# Work instruction:
In the ketamine guidelines text, rewrite the stretch from "- Subanesthetic intravenous" through "for perioperative analgesia." with "adjuncts" changed to "add-ons".

# Text provided:
The American Society of Regional Anesthesia and Pain Medicine (ASRA), American Academy of Pain Medicine (AAPM) and American Society of Anesthesiologists (ASA) have issued first-ever consensus guidelines on the use of ketamine for the management of acute pain.
The guidelines are published online in the journal Regional Anesthesia and Pain Medicine.
The guideline was issued by a committee consisting of Steven Cohen, from Johns Hopkins School of Medicine in Baltimore, Maryland, and colleagues to provide a framework for doctors, for institutions and for payers on use of ketamine for acute pain.
Ketamine infusions have been used for decades to treat acute pain, but a recent surge in usage has made the infusions a mainstay of treatment in emergency departments, in the perioperative period in individuals with refractory pain, and in opioid-tolerant patients. This guideline is significant as Ketamine is undergoing a renaissance to treat acute pain, but with scarce guidance.
- Subanesthetic ketamine infusions should be considered for patients undergoing painful surgery and may be considered for opioid-dependent or opioid-tolerant patients undergoing surgery.
- Ketamine may be considered for opioid-dependent or opioid-tolerant patients with acute or chronic sickle cell pain.
- For patients with sleep apnea, ketamine may be considered as an adjunct to limit opioids.
- On dosing, the guidelines recommend that ketamine bolus doses do not exceed 0.35 mg/kg and that infusions for acute pain generally do not exceed 1 mg/kg per hour in settings without intensive monitoring.
- Subanesthetic intravenous ketamine bolus doses (up to 0.35 mg/kg) and infusions (up to 1 mg/kg per hour) can be used as adjuncts to opioids for perioperative analgesia.

# Source material:
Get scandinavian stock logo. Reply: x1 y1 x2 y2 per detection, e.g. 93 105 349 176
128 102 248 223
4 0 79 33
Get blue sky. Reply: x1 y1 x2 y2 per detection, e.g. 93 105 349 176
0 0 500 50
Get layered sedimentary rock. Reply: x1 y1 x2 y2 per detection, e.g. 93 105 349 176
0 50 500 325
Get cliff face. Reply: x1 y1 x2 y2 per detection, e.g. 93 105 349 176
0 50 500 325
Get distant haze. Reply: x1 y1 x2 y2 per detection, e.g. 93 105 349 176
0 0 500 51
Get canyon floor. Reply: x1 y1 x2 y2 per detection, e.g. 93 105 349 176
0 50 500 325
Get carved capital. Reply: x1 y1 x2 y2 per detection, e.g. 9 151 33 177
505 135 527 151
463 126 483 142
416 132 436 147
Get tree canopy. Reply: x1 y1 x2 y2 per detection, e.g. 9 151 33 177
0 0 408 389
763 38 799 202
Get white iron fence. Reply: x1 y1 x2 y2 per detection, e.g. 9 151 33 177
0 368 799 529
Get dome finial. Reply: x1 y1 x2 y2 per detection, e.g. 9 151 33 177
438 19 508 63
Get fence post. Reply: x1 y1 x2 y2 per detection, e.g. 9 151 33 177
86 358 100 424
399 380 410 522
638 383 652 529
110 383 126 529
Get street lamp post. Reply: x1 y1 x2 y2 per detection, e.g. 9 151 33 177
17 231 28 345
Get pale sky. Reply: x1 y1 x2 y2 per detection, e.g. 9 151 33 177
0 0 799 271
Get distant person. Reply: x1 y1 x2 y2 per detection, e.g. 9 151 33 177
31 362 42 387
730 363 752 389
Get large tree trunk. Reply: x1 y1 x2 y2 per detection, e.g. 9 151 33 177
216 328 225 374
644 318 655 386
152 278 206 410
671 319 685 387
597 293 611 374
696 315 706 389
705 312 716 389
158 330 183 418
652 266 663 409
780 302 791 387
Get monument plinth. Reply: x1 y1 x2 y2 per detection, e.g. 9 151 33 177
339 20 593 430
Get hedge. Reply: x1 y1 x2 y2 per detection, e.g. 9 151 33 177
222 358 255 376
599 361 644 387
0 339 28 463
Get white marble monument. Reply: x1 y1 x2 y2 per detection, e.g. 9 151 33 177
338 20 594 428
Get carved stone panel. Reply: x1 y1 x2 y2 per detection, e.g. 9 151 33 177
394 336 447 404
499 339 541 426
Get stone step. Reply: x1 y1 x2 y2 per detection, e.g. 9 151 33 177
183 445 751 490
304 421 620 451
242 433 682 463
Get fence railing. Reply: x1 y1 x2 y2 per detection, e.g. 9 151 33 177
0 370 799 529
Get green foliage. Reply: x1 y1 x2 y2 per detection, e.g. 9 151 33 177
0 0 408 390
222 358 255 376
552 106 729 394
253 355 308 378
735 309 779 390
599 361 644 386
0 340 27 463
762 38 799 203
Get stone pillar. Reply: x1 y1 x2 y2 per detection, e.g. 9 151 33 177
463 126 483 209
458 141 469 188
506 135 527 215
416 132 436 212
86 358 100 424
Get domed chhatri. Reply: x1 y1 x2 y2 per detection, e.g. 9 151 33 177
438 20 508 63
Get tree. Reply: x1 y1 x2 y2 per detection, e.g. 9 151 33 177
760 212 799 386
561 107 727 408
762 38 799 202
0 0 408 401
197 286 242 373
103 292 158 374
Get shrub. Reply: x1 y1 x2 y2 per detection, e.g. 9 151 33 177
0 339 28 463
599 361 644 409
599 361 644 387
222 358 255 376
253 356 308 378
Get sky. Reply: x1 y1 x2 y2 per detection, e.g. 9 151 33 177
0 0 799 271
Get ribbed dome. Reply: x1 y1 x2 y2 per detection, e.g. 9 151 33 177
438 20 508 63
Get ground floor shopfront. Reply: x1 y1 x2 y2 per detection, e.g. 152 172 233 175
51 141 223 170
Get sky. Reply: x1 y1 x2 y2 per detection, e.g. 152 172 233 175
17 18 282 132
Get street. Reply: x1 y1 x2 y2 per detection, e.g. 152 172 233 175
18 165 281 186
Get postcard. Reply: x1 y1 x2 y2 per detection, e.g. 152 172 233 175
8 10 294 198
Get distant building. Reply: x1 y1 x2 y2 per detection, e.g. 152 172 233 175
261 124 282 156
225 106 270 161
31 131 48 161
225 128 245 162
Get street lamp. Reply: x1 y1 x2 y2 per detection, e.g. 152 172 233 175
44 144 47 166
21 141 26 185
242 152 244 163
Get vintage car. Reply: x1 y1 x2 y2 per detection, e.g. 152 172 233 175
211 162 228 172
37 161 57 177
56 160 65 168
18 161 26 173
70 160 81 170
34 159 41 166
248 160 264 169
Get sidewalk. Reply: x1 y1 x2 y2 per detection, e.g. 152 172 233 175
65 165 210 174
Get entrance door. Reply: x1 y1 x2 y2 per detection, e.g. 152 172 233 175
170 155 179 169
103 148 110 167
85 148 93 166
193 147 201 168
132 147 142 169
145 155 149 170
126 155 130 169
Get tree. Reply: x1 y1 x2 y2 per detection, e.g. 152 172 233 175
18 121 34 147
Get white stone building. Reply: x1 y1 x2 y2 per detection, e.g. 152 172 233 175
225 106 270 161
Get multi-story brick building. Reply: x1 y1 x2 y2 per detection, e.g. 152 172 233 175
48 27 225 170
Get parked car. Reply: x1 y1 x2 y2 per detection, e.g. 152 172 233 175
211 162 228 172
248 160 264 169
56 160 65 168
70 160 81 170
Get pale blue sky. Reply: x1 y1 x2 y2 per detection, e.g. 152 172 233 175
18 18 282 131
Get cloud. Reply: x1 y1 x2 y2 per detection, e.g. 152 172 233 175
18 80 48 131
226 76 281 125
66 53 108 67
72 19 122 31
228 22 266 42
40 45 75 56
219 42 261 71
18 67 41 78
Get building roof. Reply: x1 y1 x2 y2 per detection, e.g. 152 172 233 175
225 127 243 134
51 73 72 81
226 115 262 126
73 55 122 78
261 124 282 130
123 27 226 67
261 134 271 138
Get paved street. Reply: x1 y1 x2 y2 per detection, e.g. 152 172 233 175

# Task result:
- Subanesthetic intravenous ketamine bolus doses (up to 0.35 mg/kg) and infusions (up to 1 mg/kg per hour) can be used as add-ons to opioids for perioperative analgesia.